— begin Entries provided —
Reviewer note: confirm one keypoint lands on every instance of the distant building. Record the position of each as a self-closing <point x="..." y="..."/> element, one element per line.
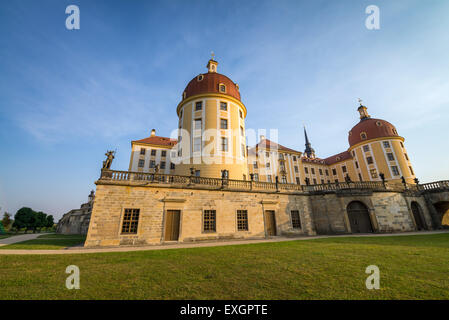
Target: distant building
<point x="76" y="221"/>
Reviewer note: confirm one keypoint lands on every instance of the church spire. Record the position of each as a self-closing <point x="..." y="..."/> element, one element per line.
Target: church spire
<point x="309" y="152"/>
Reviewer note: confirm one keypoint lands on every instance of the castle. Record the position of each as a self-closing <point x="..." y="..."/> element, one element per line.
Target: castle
<point x="208" y="184"/>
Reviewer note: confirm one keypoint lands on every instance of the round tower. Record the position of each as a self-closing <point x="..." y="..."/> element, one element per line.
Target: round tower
<point x="377" y="149"/>
<point x="211" y="129"/>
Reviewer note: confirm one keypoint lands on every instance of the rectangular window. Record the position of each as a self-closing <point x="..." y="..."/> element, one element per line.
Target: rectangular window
<point x="209" y="220"/>
<point x="395" y="170"/>
<point x="130" y="221"/>
<point x="197" y="144"/>
<point x="224" y="144"/>
<point x="223" y="123"/>
<point x="141" y="163"/>
<point x="197" y="124"/>
<point x="242" y="220"/>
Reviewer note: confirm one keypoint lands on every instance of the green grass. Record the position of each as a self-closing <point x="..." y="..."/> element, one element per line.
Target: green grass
<point x="411" y="267"/>
<point x="47" y="241"/>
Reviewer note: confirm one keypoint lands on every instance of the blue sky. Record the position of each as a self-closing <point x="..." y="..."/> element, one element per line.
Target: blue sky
<point x="68" y="96"/>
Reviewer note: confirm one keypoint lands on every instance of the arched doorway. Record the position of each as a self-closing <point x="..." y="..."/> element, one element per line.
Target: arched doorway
<point x="359" y="218"/>
<point x="442" y="208"/>
<point x="417" y="214"/>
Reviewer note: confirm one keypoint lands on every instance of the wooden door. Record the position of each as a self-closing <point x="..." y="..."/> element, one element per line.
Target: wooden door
<point x="172" y="219"/>
<point x="416" y="210"/>
<point x="270" y="222"/>
<point x="359" y="219"/>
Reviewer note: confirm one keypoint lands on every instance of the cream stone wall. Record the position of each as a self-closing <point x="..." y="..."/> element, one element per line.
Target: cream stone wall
<point x="211" y="159"/>
<point x="111" y="201"/>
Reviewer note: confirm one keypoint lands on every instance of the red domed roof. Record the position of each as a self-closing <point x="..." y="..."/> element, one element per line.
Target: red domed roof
<point x="372" y="128"/>
<point x="209" y="83"/>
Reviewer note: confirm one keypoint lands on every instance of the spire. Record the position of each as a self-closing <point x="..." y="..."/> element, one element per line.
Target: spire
<point x="309" y="152"/>
<point x="212" y="64"/>
<point x="363" y="111"/>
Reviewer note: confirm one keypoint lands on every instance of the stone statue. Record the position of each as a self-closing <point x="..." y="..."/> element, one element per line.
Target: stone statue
<point x="110" y="156"/>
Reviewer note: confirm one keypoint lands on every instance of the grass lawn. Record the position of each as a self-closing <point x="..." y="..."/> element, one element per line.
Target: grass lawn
<point x="47" y="241"/>
<point x="411" y="267"/>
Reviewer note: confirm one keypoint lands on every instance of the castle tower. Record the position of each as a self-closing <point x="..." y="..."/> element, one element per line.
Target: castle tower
<point x="377" y="148"/>
<point x="212" y="127"/>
— end Entries provided —
> What needs to be done: Rescale the rows from the one containing "the castle tower." through the end of the rows by writing out every line again, changing only the point coordinates. Multiply each coordinate by 1.45 and round to the nearest whole number, rounding halves up.

> Full output:
Reviewer note: confirm one keypoint lands on every instance of the castle tower. Record the position of each as a self-closing <point x="..." y="..."/> element, one element per line.
Target: castle tower
<point x="547" y="215"/>
<point x="307" y="184"/>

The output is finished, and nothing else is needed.